Data supplied |
● ● ● ● ●
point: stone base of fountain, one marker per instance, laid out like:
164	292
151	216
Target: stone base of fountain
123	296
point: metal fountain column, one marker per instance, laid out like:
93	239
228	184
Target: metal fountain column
● ● ● ● ●
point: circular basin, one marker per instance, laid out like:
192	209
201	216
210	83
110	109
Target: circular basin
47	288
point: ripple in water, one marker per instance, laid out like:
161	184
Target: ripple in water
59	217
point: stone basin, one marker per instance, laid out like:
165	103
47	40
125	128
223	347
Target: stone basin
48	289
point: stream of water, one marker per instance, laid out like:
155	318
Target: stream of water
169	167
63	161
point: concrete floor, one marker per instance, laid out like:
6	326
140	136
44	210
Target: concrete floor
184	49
● ● ● ● ●
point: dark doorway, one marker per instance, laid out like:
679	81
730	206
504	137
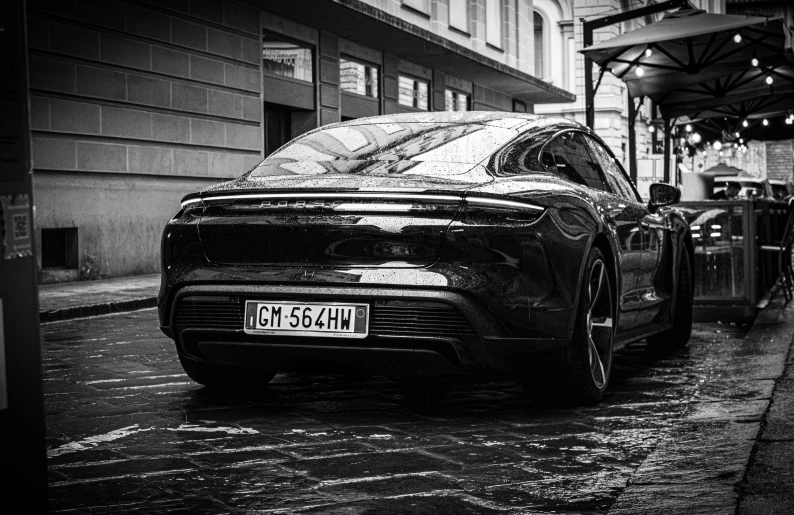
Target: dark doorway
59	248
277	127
● ● ● ● ●
Objective | Duplicate the portion of the listing above that opens with the line containing "point: stone base" and closes with the line containing "Target: metal fountain column", keeping every line unchanged.

Exercise response |
point: stone base of fountain, one marker per instance, laid out like:
164	292
151	216
Target: stone base of fountain
123	296
point: metal fountain column, one marker per instance, laid out like:
93	239
228	184
Target: metal fountain column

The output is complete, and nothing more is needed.